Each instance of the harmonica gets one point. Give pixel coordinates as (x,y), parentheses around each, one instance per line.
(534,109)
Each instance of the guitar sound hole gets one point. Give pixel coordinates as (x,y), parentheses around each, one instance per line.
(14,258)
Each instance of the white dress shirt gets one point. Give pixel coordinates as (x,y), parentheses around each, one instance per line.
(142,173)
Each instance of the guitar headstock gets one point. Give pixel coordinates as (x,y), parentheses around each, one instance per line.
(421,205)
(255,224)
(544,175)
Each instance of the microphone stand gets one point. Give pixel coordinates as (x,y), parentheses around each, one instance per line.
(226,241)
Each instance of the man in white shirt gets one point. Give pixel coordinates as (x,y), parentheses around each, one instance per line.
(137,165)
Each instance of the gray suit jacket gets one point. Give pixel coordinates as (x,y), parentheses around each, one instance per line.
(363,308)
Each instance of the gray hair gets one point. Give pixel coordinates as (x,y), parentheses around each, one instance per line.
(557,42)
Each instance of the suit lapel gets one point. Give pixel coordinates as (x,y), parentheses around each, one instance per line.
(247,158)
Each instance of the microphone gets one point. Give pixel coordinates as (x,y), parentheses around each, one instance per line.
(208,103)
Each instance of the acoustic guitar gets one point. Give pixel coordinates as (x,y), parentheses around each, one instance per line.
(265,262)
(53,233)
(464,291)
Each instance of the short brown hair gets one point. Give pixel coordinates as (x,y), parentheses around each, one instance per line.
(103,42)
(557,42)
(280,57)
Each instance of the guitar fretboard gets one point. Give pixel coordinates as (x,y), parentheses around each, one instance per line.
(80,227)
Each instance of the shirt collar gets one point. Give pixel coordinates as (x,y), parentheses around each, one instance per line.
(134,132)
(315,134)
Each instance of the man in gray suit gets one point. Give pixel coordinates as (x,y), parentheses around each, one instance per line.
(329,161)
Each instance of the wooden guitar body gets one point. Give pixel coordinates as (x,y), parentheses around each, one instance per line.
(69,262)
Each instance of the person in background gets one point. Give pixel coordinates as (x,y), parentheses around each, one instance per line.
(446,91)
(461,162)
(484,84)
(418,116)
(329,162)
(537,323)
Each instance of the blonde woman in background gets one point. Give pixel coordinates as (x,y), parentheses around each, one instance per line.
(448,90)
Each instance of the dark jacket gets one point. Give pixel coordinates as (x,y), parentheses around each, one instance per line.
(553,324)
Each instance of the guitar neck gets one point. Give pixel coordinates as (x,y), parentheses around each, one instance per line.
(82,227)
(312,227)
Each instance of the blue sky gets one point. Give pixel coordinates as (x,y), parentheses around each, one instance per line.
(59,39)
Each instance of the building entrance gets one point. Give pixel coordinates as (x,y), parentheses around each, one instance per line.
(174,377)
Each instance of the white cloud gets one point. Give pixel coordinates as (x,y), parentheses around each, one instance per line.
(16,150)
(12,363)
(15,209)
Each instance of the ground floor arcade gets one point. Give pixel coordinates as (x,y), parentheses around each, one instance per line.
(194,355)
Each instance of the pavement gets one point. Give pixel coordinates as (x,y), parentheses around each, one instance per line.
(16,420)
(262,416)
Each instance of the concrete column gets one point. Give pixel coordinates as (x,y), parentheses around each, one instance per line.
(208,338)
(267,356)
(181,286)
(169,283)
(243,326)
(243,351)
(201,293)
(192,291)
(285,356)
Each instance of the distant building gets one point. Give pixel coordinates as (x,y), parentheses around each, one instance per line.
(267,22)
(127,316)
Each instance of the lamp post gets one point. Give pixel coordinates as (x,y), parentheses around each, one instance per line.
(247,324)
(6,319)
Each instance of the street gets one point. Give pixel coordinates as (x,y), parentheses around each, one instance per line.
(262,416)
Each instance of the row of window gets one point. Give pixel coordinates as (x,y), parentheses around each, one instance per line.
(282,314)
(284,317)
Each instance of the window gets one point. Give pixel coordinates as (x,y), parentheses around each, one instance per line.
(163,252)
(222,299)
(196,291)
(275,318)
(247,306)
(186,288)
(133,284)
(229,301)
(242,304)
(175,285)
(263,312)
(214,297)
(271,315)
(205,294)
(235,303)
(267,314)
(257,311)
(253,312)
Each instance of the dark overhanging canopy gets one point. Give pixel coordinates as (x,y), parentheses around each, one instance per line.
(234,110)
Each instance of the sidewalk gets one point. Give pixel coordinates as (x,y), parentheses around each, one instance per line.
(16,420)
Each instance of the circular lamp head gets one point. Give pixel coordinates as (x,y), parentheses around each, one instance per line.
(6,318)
────────────────────────────────────────
» Assigned task
Output all of the records above exactly as they appear.

» Your response
Each instance of the harmonica gets one point. Give pixel coordinates as (x,y), parentheses around each, one instance per line.
(534,109)
Each instance of the guitar sound hole gets one point. Give pixel coordinates as (x,y), parentheses around each, one instance per line.
(14,258)
Each instance of the white dress shirt gets one point. Give pixel coordinates as (x,y), parentheses around each, one instance per line.
(142,173)
Each instance of the guitar headstock gets one point. Give pixel coordinates as (x,y), parentheses around each, one instance per line.
(421,205)
(255,224)
(544,175)
Each instance of the microphone stand gets one point. Give pixel coordinates as (x,y), parentheses around each, one instance per line.
(226,241)
Each instance of the man in white shirt gets one point. Give pixel coordinates as (x,y), parentheses around each, one instance per line.
(137,165)
Each instance of the gray suit jacket gets one point. Give pixel coordinates as (x,y), parentheses around each, one instance per line.
(363,308)
Each instance of the gray hair gets one point. Give pixel coordinates as (x,y), parentheses around each, one instance per line.
(557,42)
Each instance of the suit lapel gets one point. Give pixel coordinates as (x,y), parentheses around each, one instance per line.
(247,158)
Each instance of the microphone gets one point. Give pixel coordinates as (x,y), parentheses around each, one instance per line.
(208,103)
Each instance of the acoustic guitar gets one point. Give pixel coordinates as (x,y), parentheses around each, one instance per line.
(265,262)
(53,233)
(464,291)
Each instance of the short brown hair gets one point. Give pixel coordinates as (x,y), parentheses around each, one instance per line.
(103,42)
(557,42)
(280,57)
Each instance of the guitar fretboard gets one point. Give pixel coordinates as (x,y), parentheses around each, one instance per line.
(80,227)
Each instance of the shirt collar gets one point. Give pixel coordinates as (x,y), parentheses around each, one instance per line.
(134,132)
(315,134)
Each instance of the man in gray suit gets one point. Give pixel coordinates as (x,y), parentheses around each, one instance per line.
(329,161)
Each instance of the wooden guitar body gets one point. Give pixel coordinates as (x,y), parentheses around each, one instance per line.
(69,262)
Each instance of the person in background gets one point. Give pixel coordinates as (x,y), parentheses around each, one instance per line.
(446,91)
(461,162)
(484,84)
(418,116)
(329,162)
(537,323)
Each instance of the blonde woman in background gets one point. Give pixel coordinates as (x,y), parentheses around each, one instance per line.
(448,90)
Each instance of the dark jacket gets one point. Give pixel coordinates as (x,y), parentheses around each, one instance per line.
(553,324)
Each instance of the guitar neck gets one point. Give pixel coordinates as (x,y), parentheses around each, one instance per line.
(82,227)
(312,227)
Each instance of the blue sky gets one point. Give pixel coordinates as (x,y), parentheses around each, one instance per line.
(59,39)
Each instance of the building entrance gets one point. Give pixel coordinates as (x,y), parentheses around each, one instance per line.
(174,377)
Each instance of the white cloud gets one point. Give pixel coordinates as (x,y), parentheses around each, one instance per line.
(16,150)
(12,363)
(15,209)
Each instance of the ground floor arcade gets one point. Give pixel coordinates as (x,y), parentheses around each, one instance per line.
(194,355)
Each instance of the pavement gets one point. Give pixel coordinates as (x,y), parentheses around each, one instance per line.
(16,420)
(262,416)
Each instance of the concrete column gets one point. Give pixel coordinates as (x,y), parentheses around each, one instance per line.
(208,338)
(267,356)
(181,286)
(169,283)
(243,326)
(243,351)
(201,293)
(192,291)
(285,356)
Each instance of the distant building gets one point. Give pixel coordinates as (x,y), parentheses around each, one instance per line.
(267,22)
(127,316)
Each instance of the lamp post gets one point. Give pixel coordinates as (x,y), parentheses around each, one instance per line.
(247,324)
(6,319)
Each instance of the street gets one point. Give pixel coordinates as (x,y), parentheses around each, one instance per line.
(262,416)
Each instance of the row of window gets one point. Give pixel coordinates as (x,y), parentheses around each, one instance per line.
(282,314)
(284,317)
Each instance of the window gets one point. Give pixel coordinates as (x,y), parentheses around each, one instance per line.
(163,252)
(222,299)
(196,291)
(275,318)
(247,306)
(186,288)
(133,284)
(229,301)
(242,304)
(175,285)
(263,312)
(214,297)
(271,315)
(205,294)
(235,303)
(267,314)
(257,311)
(253,312)
Each instance of the dark overhanging canopy gets one point. Give pixel coordinates as (x,y), parentheses around each, one instance per line.
(234,110)
Each instance of the sidewalk gets one point. Give pixel coordinates as (x,y), parentheses around each, one instance per line.
(16,420)
Each instance of the circular lamp head gets one point. Give pixel coordinates as (x,y), parentheses around each, one instance per line.
(6,318)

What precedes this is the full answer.